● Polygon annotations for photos
══════════════════════════════

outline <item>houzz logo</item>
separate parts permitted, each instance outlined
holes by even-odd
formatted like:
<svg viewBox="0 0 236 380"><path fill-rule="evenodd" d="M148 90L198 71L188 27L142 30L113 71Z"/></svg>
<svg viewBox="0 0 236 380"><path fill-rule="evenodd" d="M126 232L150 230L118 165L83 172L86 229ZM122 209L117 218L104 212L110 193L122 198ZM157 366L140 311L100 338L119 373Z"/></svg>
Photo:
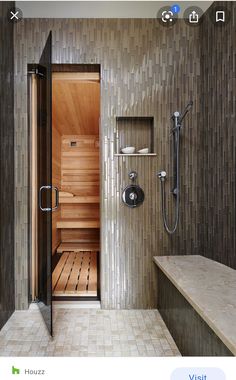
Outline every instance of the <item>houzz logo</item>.
<svg viewBox="0 0 236 380"><path fill-rule="evenodd" d="M19 375L20 370L19 370L19 368L15 368L14 366L12 366L11 373L12 373L12 375Z"/></svg>

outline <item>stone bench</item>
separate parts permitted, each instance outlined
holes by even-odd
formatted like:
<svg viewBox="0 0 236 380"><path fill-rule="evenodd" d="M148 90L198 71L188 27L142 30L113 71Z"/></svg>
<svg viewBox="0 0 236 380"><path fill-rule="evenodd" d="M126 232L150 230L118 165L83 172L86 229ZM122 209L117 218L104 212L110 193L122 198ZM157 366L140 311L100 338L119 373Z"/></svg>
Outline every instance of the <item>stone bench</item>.
<svg viewBox="0 0 236 380"><path fill-rule="evenodd" d="M158 310L180 352L236 356L236 271L198 255L153 260Z"/></svg>

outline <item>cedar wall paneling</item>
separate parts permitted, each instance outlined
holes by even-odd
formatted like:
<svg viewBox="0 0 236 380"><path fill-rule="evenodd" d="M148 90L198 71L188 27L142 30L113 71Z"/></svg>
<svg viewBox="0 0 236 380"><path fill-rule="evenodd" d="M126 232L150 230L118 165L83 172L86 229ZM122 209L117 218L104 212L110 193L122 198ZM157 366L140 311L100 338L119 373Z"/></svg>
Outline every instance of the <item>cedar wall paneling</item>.
<svg viewBox="0 0 236 380"><path fill-rule="evenodd" d="M101 65L101 300L103 308L156 306L154 255L202 251L199 28L156 19L25 19L15 28L16 267L18 308L27 307L27 63L38 62L49 30L54 63ZM181 217L174 238L161 220L158 169L169 173L170 115L193 99L182 130ZM114 157L116 116L153 116L157 157ZM122 189L138 172L145 201L135 210ZM168 184L169 186L169 184ZM169 192L168 192L169 195Z"/></svg>
<svg viewBox="0 0 236 380"><path fill-rule="evenodd" d="M53 124L52 127L52 184L61 190L61 135ZM53 192L53 205L55 204ZM52 213L52 253L56 252L61 242L61 231L57 228L57 221L61 219L61 205Z"/></svg>
<svg viewBox="0 0 236 380"><path fill-rule="evenodd" d="M14 56L13 24L7 18L12 7L14 2L0 2L0 329L15 308ZM27 164L27 155L24 159ZM28 250L27 241L25 249ZM27 256L25 265L27 272ZM27 290L27 282L24 286Z"/></svg>
<svg viewBox="0 0 236 380"><path fill-rule="evenodd" d="M236 269L236 4L221 4L231 22L201 27L204 255Z"/></svg>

══════════════════════════════

● PROBLEM REQUIREMENTS
Reproduce the entire listing above word for word, leaving out the pictures.

● TASK RESPONSE
outline <item>houzz logo</item>
separate parts permitted, each instance outlined
holes by even-odd
formatted like:
<svg viewBox="0 0 236 380"><path fill-rule="evenodd" d="M148 90L198 71L188 27L142 30L113 71Z"/></svg>
<svg viewBox="0 0 236 380"><path fill-rule="evenodd" d="M126 232L150 230L118 165L83 172L86 229ZM122 209L117 218L104 212L110 193L122 198ZM157 366L140 311L100 338L119 373Z"/></svg>
Photo:
Outline every instance of the <item>houzz logo</item>.
<svg viewBox="0 0 236 380"><path fill-rule="evenodd" d="M19 375L20 370L19 370L19 368L15 368L14 366L12 366L11 373L12 373L12 375Z"/></svg>

outline <item>stone bench</item>
separate parts permitted, each instance outlined
holes by even-odd
formatted like:
<svg viewBox="0 0 236 380"><path fill-rule="evenodd" d="M148 90L198 71L188 27L142 30L113 71Z"/></svg>
<svg viewBox="0 0 236 380"><path fill-rule="evenodd" d="M126 232L150 230L118 165L83 172L86 229ZM122 209L117 218L104 212L110 193L122 198ZM157 366L140 311L100 338L119 373Z"/></svg>
Outline every instance of the <item>stone bench</item>.
<svg viewBox="0 0 236 380"><path fill-rule="evenodd" d="M158 310L180 352L236 356L236 271L198 255L153 260Z"/></svg>

outline <item>cedar wall paneling</item>
separate parts permitted, each instance outlined
holes by even-odd
formatted like:
<svg viewBox="0 0 236 380"><path fill-rule="evenodd" d="M148 90L198 71L188 27L142 30L113 71Z"/></svg>
<svg viewBox="0 0 236 380"><path fill-rule="evenodd" d="M126 232L150 230L118 165L83 172L86 229ZM122 209L117 218L104 212L110 193L122 198ZM157 366L140 311L100 338L119 373Z"/></svg>
Outline every instance of the <item>cedar wall paneling</item>.
<svg viewBox="0 0 236 380"><path fill-rule="evenodd" d="M101 65L101 300L103 308L156 306L154 255L202 251L199 28L156 19L25 19L15 28L16 267L18 308L27 307L27 63L38 62L49 30L54 63ZM181 217L174 238L161 220L158 169L169 173L170 115L193 99L182 130ZM114 157L116 116L153 116L157 157ZM122 189L138 172L145 201L135 210ZM168 184L169 186L169 184ZM169 192L168 192L169 195Z"/></svg>
<svg viewBox="0 0 236 380"><path fill-rule="evenodd" d="M53 124L52 127L52 184L61 190L61 135ZM53 192L53 205L55 204ZM52 213L52 253L56 252L61 242L61 231L57 228L57 221L61 219L61 205Z"/></svg>
<svg viewBox="0 0 236 380"><path fill-rule="evenodd" d="M14 56L13 24L7 18L12 7L14 2L0 2L0 329L15 308ZM27 164L27 155L24 159ZM28 250L27 241L25 249ZM27 256L25 265L27 272ZM27 290L27 282L24 286Z"/></svg>
<svg viewBox="0 0 236 380"><path fill-rule="evenodd" d="M236 269L236 4L221 4L231 22L201 27L204 255Z"/></svg>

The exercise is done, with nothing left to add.